### Reading text ###

Her request to make Fritz Pünjer the beneficiary of the mortgage had still not been decided. In a letter to the Foreign Exchange Office she wrote: "My application has still not been granted, since the approval of the Foreign Exchange Office has not yet been submitted. The sum total of my assets should thus be reduced by the amount of 30,000 Reichsmarks.”
The Foreign Exchange Office reduced her allowance to 270 Reichsmarks. She appealed the reduction, and requested an additional 50 Reichsmarks for the support of her daughter and son-in-law.

###

» **To do**
[A] Answer these from the Foreign Exchange Office text, one per line:
(i) Who did she ask to have made the beneficiary of the mortgage?
(ii) By what amount did she say the sum total of her assets should be reduced?
(iii) For whose support did she request an additional 50 Reichsmarks?
[B] Name every sum of money given in the Foreign Exchange Office text.
[C] Please write the next few sentences of the Foreign Exchange Office text, picking up after its final sentence.
The lines after this note have nothing to do with the Foreign Exchange Office text.

### Data extract ###

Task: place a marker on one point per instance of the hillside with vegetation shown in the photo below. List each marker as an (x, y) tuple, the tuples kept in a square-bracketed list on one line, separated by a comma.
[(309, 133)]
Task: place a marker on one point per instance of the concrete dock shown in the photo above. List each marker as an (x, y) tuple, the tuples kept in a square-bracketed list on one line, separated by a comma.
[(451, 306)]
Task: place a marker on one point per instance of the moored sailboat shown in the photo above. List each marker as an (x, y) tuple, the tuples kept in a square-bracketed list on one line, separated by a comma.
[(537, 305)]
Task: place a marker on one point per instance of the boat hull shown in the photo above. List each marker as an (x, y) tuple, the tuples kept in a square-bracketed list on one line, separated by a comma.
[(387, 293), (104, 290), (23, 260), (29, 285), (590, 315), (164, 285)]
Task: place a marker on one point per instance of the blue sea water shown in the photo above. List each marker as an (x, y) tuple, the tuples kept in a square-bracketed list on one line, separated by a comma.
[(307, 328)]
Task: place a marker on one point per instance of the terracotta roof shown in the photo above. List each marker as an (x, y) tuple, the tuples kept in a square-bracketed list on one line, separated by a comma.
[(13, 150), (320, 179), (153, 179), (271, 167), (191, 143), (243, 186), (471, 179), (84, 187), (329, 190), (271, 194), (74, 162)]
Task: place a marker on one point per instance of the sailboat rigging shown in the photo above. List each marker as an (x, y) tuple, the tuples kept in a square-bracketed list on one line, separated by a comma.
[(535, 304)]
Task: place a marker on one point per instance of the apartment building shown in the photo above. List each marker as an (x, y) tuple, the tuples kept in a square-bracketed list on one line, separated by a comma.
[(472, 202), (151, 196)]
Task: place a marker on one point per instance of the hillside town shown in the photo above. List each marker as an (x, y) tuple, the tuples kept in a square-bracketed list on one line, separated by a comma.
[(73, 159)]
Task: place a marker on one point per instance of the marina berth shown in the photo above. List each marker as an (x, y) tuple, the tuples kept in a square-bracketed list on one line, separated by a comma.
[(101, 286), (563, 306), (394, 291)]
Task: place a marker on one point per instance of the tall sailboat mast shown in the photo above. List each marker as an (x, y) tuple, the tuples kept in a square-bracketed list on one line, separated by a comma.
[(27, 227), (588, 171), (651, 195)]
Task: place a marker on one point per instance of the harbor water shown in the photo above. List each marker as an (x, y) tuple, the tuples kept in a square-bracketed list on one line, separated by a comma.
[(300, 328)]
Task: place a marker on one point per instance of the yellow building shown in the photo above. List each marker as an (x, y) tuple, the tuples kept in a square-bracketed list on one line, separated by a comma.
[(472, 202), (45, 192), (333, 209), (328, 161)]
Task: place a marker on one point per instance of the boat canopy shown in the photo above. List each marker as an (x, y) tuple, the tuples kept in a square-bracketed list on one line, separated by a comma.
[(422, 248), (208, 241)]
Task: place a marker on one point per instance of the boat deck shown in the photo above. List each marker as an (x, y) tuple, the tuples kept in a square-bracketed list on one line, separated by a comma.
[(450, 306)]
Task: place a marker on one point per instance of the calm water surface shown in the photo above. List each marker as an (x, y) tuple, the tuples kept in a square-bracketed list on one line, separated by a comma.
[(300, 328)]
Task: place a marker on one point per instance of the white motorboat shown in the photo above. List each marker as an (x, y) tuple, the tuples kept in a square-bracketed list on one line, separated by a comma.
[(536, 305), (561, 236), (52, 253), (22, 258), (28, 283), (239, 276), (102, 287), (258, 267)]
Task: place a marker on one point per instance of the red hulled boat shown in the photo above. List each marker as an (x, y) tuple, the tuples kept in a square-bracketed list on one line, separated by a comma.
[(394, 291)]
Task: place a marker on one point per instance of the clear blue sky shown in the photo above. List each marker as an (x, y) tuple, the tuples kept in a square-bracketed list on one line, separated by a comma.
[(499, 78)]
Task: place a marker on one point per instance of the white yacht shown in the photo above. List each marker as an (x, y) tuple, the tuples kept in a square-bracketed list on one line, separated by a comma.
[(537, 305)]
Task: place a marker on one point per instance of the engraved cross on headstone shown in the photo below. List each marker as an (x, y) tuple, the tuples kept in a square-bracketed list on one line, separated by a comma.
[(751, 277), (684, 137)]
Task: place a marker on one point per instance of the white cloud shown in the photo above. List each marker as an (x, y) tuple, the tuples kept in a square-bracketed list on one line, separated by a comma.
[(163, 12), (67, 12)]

###

» **Responses per task**
[A]
(i) Fritz Pünjer
(ii) 30,000 Reichsmarks
(iii) Her daughter and son-in-law

[B] 30,000 Reichsmarks; 270 Reichsmarks; 50 Reichsmarks

[C]
In January 1940 the case gained in momentum, when the Office of Commerce, Shipping and Trade, under whose auspices the transfer of real estate lay, informed the Foreign Exchange Office that they had received an application for the sale of the properties at Königstraße 92/94 and Lübeckerstraße 1-3, which were owned by the Jew Lina Kümmermann. The purchasers of this corner property were Marie Petersen, who already owned the store, and Julius Heese from Malchow in Mecklenburg. The sale was approvedby the Wandsbek tax office, which had 15,500 Reichmarks for the unpaid "Jews’ Property Levy” to collect. The payment of this levy and possible other tax debts was to proceed from that part of the purchase price which was to be paid in cash by the new owner. Without the approval of the mortgage, the cash amount would be increased by 30,000 Reichsmarks to 65,000 Reichsmarks. Since the purchasers were not able to raise this much cash, the sale was in danger of falling through. A sale to other interested parties was considered out of the question, since Petersen and Malchow had already taken over the store which belonged to the property. They had been given a long-term rental agreement until 1946, and an option on the purchase of the property.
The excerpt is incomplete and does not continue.